### Job
Beginning at the line of the material that contains "leaf and record integer pixel coordinates." and continuing through the end of the material, reproduce only those lines, request lines included. Scale every x and y coordinate in the answer points by 0.8 and round each to a whole number, with halves rounded up.
■ ■ ■
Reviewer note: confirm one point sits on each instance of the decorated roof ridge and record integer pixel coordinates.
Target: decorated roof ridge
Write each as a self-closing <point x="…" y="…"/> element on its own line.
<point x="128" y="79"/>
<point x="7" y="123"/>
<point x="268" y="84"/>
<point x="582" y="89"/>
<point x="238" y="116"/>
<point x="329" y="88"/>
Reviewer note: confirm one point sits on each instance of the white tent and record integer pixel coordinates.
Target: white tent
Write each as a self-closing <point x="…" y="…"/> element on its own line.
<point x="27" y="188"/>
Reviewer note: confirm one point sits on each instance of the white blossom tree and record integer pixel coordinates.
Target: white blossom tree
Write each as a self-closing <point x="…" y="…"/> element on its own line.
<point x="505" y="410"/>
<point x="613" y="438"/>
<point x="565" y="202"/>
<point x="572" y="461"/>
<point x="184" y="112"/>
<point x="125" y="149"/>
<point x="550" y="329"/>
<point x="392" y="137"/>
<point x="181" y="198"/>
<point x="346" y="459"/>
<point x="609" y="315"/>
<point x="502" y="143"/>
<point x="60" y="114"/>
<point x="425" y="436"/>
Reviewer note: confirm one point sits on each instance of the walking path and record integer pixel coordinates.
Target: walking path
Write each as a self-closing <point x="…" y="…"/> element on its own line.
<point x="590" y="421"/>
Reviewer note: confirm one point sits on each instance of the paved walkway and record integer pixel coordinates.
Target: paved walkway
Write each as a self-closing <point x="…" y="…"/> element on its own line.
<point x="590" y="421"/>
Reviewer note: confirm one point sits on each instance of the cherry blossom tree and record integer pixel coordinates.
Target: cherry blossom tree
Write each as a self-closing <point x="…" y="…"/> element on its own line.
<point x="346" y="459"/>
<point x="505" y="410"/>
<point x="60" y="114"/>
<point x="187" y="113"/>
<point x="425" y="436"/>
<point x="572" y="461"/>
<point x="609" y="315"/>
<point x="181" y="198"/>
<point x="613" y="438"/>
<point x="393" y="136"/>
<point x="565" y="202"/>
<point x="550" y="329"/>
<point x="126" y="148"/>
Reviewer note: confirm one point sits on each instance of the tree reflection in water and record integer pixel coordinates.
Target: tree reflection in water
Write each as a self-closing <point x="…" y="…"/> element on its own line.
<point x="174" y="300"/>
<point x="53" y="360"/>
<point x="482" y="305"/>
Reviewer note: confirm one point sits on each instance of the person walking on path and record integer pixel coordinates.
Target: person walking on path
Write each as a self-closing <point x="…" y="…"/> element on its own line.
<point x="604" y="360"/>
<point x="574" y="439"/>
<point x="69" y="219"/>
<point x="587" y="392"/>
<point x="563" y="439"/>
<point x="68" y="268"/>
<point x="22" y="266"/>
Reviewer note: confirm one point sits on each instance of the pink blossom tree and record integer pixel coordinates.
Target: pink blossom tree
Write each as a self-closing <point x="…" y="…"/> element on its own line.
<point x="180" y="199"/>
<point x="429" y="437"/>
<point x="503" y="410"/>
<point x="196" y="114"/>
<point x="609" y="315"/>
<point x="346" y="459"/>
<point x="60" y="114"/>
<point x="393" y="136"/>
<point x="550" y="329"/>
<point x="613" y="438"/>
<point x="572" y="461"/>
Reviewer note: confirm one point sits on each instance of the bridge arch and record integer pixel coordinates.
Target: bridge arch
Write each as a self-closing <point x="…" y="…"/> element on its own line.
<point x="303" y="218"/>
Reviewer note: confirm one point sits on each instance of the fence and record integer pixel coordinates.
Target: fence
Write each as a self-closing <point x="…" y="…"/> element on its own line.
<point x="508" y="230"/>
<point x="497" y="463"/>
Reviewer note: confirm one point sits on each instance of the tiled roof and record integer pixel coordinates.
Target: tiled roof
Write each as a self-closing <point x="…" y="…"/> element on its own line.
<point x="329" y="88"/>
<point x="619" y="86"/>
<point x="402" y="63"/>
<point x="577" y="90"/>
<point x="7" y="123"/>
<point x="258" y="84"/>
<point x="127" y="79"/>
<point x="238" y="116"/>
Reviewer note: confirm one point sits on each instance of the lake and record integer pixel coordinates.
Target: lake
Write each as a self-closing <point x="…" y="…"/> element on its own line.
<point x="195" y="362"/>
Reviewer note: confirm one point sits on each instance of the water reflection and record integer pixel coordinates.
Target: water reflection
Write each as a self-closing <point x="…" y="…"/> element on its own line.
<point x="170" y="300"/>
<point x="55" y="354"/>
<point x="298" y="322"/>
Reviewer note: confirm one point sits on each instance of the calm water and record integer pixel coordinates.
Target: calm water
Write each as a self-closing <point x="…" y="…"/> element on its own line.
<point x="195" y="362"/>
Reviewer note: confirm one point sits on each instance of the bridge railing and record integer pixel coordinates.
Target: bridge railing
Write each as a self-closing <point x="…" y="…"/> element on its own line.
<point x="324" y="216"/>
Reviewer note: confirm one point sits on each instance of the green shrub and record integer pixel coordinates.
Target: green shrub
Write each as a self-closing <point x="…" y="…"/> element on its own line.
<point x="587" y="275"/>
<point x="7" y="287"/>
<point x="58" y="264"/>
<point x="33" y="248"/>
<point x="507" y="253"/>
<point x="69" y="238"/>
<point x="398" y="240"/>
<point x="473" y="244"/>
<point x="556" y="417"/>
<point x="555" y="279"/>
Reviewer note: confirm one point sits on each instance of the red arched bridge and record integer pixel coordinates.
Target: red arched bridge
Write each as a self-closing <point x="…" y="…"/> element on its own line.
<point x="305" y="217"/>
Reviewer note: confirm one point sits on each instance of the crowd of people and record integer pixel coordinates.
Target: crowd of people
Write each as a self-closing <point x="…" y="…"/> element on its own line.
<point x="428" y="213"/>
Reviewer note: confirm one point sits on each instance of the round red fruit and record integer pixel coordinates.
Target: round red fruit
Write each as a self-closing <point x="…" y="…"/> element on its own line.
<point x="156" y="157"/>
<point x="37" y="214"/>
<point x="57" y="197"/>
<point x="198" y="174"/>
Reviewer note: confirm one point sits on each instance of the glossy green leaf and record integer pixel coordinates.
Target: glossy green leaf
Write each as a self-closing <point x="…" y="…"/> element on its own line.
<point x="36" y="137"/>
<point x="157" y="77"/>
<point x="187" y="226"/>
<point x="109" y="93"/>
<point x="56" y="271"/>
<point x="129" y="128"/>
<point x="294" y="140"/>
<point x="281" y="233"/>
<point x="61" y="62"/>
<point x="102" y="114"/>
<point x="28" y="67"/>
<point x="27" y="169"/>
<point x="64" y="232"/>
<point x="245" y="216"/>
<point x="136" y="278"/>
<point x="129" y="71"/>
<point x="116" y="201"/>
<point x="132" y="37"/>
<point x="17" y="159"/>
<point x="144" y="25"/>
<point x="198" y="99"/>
■ ■ ■
### Completed exercise
Reviewer note: confirm one point sits on each instance of the glossy green leaf and record integer pixel coordinates.
Target: glossy green leaf
Write each as a self-closing <point x="…" y="…"/> element on its own line.
<point x="29" y="110"/>
<point x="126" y="62"/>
<point x="150" y="181"/>
<point x="87" y="74"/>
<point x="45" y="217"/>
<point x="103" y="102"/>
<point x="235" y="112"/>
<point x="225" y="186"/>
<point x="49" y="50"/>
<point x="82" y="91"/>
<point x="22" y="54"/>
<point x="22" y="135"/>
<point x="51" y="186"/>
<point x="196" y="173"/>
<point x="109" y="222"/>
<point x="103" y="57"/>
<point x="93" y="161"/>
<point x="106" y="30"/>
<point x="14" y="127"/>
<point x="115" y="20"/>
<point x="158" y="79"/>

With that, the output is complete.